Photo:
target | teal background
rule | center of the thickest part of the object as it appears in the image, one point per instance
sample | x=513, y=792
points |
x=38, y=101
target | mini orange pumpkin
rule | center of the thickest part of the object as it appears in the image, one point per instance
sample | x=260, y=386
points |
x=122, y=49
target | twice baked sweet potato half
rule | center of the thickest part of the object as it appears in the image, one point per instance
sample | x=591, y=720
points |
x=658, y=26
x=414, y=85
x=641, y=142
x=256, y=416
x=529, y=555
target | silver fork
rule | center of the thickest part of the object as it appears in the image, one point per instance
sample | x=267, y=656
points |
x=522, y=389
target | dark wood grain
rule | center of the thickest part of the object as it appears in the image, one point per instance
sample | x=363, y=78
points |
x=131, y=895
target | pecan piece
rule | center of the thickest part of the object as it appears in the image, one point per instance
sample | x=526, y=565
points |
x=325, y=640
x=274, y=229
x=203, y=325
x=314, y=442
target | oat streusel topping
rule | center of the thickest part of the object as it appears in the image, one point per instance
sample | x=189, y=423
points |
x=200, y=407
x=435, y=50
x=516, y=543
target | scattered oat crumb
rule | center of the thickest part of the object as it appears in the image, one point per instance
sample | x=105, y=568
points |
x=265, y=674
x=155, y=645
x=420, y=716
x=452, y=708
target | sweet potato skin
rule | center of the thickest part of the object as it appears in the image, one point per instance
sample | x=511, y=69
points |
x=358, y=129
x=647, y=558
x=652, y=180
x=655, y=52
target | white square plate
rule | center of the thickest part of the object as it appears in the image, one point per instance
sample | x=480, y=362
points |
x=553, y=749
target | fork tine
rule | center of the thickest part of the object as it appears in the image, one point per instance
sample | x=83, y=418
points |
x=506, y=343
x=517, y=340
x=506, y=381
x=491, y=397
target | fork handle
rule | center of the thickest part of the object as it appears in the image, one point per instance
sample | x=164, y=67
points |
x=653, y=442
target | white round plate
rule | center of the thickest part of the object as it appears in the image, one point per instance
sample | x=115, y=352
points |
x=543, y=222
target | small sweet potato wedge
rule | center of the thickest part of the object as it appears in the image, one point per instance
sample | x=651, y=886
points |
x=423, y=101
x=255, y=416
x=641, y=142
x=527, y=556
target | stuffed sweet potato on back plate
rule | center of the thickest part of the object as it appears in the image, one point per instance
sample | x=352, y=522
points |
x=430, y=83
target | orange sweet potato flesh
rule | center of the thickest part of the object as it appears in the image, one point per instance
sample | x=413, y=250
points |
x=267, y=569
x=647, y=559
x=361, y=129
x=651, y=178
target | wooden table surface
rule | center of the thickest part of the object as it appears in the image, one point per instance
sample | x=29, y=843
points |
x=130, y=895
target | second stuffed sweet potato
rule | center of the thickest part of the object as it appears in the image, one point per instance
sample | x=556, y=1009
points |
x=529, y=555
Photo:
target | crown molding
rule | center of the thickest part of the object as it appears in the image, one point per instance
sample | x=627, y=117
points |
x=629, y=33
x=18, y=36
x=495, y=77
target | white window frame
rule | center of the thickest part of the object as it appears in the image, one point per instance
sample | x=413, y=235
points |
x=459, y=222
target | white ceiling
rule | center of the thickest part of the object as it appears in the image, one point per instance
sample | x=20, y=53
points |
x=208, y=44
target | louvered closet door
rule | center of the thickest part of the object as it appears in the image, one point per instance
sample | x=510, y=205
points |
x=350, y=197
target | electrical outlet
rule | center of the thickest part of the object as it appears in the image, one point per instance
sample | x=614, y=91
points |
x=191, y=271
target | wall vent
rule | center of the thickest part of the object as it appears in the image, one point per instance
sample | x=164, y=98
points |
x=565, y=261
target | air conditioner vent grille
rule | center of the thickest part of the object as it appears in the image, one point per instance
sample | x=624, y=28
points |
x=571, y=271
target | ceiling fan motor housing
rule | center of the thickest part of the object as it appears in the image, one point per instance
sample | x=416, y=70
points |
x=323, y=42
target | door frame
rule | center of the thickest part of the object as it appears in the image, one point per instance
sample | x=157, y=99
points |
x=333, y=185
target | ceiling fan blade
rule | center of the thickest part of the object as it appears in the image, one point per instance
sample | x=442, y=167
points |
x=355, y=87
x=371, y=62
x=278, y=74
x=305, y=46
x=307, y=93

______

(WHAT TO WORK ON) Reproduce all of the material above with every "thickest part" renamed to "widest part", leaving everything else unchanged.

(WRITTEN REPLY)
Photo:
target | teal background
rule | center of the widest part of the object as it appears in the image, one point per instance
sample | x=513, y=792
points |
x=38, y=101
target | mini orange pumpkin
rule | center of the widest part of the object as it appears in the image, one point per instance
sample | x=260, y=386
points |
x=122, y=49
target | twice baked sweet potato half
rule | center of the widest part of the object as it appears in the image, one point per instance
sample | x=591, y=720
points |
x=658, y=26
x=414, y=85
x=641, y=142
x=256, y=416
x=529, y=555
target | silver fork
rule | center of the widest part of the object as it appears in the image, one point per instance
sample | x=267, y=656
points |
x=522, y=389
target | dark wood grain
rule | center of the widest part of the object as it appears in the image, one point per instance
sample | x=363, y=78
points |
x=131, y=895
target | pecan piece
rule | center of the widest part of the object as it appears in the image, one point per instance
sample | x=526, y=565
points |
x=325, y=640
x=274, y=229
x=203, y=325
x=314, y=442
target | oat streusel topping
rule | center of the widest part of the object as it appears in the image, one point per instance
sample | x=189, y=423
points |
x=200, y=407
x=435, y=50
x=516, y=543
target | scattered oat crumb
rule | center of the widest part of the object as it appears in the image, one point per instance
sample | x=105, y=568
points |
x=265, y=674
x=155, y=645
x=420, y=716
x=452, y=708
target | sweet potato skin
rule | center of the widest part of the object as it appears in the image, one point per instance
sample | x=511, y=69
points |
x=358, y=129
x=647, y=558
x=652, y=180
x=655, y=52
target | white square plate
rule | center of the widest part of the object as it appears in the image, one point per instance
sample | x=480, y=362
points |
x=553, y=749
target | fork tine
rule | center of the widest part of the object as it appears in the image, one point per instance
sample | x=83, y=418
points |
x=506, y=343
x=517, y=340
x=506, y=381
x=491, y=397
target | fork handle
rule | center of the widest part of the object as it appears in the image, one point per instance
sample | x=164, y=67
points |
x=653, y=442
target | white round plate
rule | center of the widest part of the object as it appears in the image, one point per instance
sample | x=115, y=352
points |
x=543, y=222
target | small sweet potato wedge
rule | center of the widest part of the object as it appears in the image, one point per instance
sample | x=651, y=886
points |
x=423, y=101
x=255, y=416
x=641, y=142
x=527, y=556
target | stuffed sweet potato on back plate
rule | center of the widest part of the object as it appears in the image, one point per instance
sample | x=352, y=522
points |
x=430, y=83
target | orange sweet potato flesh
rule | center of the widest part of the object as it appears in the image, one point per instance
sample | x=413, y=250
points |
x=267, y=569
x=647, y=559
x=361, y=129
x=651, y=178
target | wooden table surface
rule | center of the widest part of the object as it appears in the image, one point per instance
sample | x=29, y=843
points |
x=130, y=895
target | second stuffed sweet potato
rule | center of the widest part of the object as it appears in the image, one point per instance
sample | x=556, y=1009
points |
x=529, y=555
Photo:
target | crown molding
rule | center of the widest part of the object as it appears in the image, one point per instance
sample | x=627, y=117
points |
x=629, y=33
x=18, y=36
x=495, y=77
target | white window frame
rule | center of the widest part of the object as it appears in the image, one point per instance
sample | x=413, y=235
points |
x=459, y=222
target | white ceiling
rule | center of the widest part of the object as it appears in the image, one point per instance
sample | x=20, y=53
points |
x=208, y=44
target | louvered closet door
rule | center of the widest part of the object as it appears in the image, one point per instance
sample | x=510, y=205
points |
x=350, y=197
target | electrical outlet
rule | center of the widest part of the object as it appears in the image, one point per instance
sample | x=614, y=91
points |
x=191, y=271
target | wall vent
rule | center of the widest part of the object as it appears in the image, one point per instance
sample | x=164, y=98
points |
x=565, y=261
target | air conditioner vent grille
rule | center of the widest part of the object as it appears in the image, one point per instance
sample | x=624, y=28
points |
x=571, y=271
target | ceiling fan motor housing
rule | center of the widest part of the object as it appears in the image, one point per instance
sample | x=416, y=70
points |
x=323, y=42
target | door frame
rule | center of the widest part of the object as it appears in the image, one point per instance
sample | x=157, y=99
points |
x=333, y=185
target | ceiling fan blade
rule | center of the widest part of the object as it appears in the image, one point per instance
sample | x=442, y=167
points |
x=355, y=87
x=371, y=62
x=278, y=74
x=305, y=46
x=307, y=93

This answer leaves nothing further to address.